* Exercise *
Format every line of the records below as a numbered list, leaving out any blank lines.

▬▬▬▬▬▬▬▬▬▬

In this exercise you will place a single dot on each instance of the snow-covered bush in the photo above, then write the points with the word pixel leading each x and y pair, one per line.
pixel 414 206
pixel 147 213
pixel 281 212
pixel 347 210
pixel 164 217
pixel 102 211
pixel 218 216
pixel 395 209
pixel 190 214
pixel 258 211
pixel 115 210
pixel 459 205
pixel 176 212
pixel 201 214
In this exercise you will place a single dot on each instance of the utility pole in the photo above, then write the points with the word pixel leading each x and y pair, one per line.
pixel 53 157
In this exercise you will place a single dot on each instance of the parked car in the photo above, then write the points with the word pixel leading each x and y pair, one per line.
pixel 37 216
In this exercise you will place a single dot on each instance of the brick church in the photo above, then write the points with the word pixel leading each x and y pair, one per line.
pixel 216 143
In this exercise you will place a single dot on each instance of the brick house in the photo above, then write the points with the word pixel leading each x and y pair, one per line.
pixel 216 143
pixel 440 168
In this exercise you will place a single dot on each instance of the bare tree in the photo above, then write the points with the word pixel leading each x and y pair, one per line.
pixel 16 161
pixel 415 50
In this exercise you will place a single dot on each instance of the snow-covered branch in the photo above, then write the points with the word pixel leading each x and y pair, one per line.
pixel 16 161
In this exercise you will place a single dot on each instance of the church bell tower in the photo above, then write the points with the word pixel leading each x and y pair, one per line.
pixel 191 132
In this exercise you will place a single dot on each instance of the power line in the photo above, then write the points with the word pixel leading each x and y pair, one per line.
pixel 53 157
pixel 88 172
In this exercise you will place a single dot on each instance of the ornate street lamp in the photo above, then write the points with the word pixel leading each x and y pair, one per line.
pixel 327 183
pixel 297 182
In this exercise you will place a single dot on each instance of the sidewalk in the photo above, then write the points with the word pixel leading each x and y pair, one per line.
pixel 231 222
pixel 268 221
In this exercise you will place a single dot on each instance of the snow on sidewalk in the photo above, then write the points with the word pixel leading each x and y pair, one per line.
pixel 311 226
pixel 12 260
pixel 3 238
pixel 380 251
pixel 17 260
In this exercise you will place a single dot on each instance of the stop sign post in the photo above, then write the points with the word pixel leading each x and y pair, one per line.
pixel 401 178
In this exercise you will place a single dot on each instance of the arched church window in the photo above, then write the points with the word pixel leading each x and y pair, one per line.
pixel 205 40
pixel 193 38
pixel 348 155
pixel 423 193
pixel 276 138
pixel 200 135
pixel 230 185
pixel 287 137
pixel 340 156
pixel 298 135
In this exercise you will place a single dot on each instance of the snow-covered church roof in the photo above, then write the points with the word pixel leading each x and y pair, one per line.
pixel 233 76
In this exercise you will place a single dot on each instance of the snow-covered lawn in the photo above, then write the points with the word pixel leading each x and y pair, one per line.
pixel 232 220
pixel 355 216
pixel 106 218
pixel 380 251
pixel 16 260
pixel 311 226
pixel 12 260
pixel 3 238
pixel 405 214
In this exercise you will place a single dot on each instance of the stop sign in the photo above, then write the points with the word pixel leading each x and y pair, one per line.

▬▬▬▬▬▬▬▬▬▬

* Output below *
1. In this exercise you will place a single dot on each instance of the snow-covered bush in the photo above, then write the points with the word pixel leading each x and y pair, one per line.
2. pixel 414 206
3. pixel 147 213
4. pixel 281 212
5. pixel 347 210
6. pixel 164 217
7. pixel 102 211
8. pixel 218 216
9. pixel 395 209
10. pixel 190 214
11. pixel 258 211
12. pixel 115 210
13. pixel 459 205
14. pixel 176 212
15. pixel 201 214
16. In this exercise you will place a single dot on each instance of the utility pole in the photo above, then write the points with the word pixel leading each x and y pair, one per line.
17. pixel 53 157
18. In this exercise you will place a single dot on each instance of the parked car in the photo above, then write the points with the word pixel leading each x and y pair, one per line.
19. pixel 37 216
20. In this exercise you will place a single dot on each instance of the brick church in the photo above, then write the points with the word pixel leading each x and y pair, one per line.
21. pixel 216 143
22. In this exercise you will place a single dot on each instance of the brick house in the photo above, then write the points with the word pixel leading each x and y pair, one per line.
23. pixel 216 143
24. pixel 440 168
25. In this exercise you will place a single dot on each instance of the bare tree in the photo above, then write the points with the word pixel leading each x and y pair, one per line.
26. pixel 16 161
27. pixel 415 50
28. In this exercise you will place a single dot on each instance of the snow-covered branch in the photo above, then write the points with the word pixel leading each x and y pair, one per line.
29. pixel 16 161
30. In this exercise you will place a single dot on each instance of the church bell tower in the photo above, then write the points with the word pixel leading each x and y pair, one per line.
31. pixel 191 132
32. In this exercise you will place a single dot on each instance of the power line in the photo above, then write the points with the word pixel leading each x and y pair, one per line.
33. pixel 53 157
34. pixel 88 172
35. In this exercise you will place a single dot on each instance of the ornate street lamp in the photo above, then write the points with the word pixel leading each x and y pair, one per line.
36. pixel 327 183
37. pixel 297 182
38. In this exercise you will place a single dot on each instance of the sidewalk in the photo above, then write the points with the word pixel leading each x and y pair, one per line.
39. pixel 231 222
40. pixel 268 221
41. In this exercise you will place a single dot on each instance of the snow on sidewalk in the photo above, then write the points with the word pixel leading each x and y pair, one per line.
42. pixel 311 226
43. pixel 12 260
44. pixel 3 238
45. pixel 380 251
46. pixel 17 260
47. In this exercise you will place a single dot on each instance of the stop sign post in the photo above, then write the points with the word pixel leading each x and y pair, one per line.
48. pixel 401 178
49. In this exercise you will place a single dot on each instance of the arched church window in the photo above, then write the points with the word pixel leading each x and y pair, one per line.
50. pixel 205 40
51. pixel 193 38
52. pixel 348 155
53. pixel 423 193
54. pixel 276 138
55. pixel 200 135
56. pixel 230 185
57. pixel 287 137
58. pixel 340 156
59. pixel 298 135
60. In this exercise you will place a single dot on each instance of the snow-covered church roof in the photo above, then write the points with the word pixel leading each x and y pair, one per line.
61. pixel 233 76
62. In this exercise you will place a single dot on each instance of the snow-covered lawn in the photo above, then write the points with the word pixel leading each x and y pair, one per line.
63. pixel 232 220
64. pixel 355 216
65. pixel 106 218
66. pixel 380 251
67. pixel 16 260
68. pixel 311 226
69. pixel 12 260
70. pixel 3 238
71. pixel 405 214
72. In this exercise you will place a single dot on each instance of the stop sign in the photo above, then write the points with the word pixel leading each x and y pair, one per line.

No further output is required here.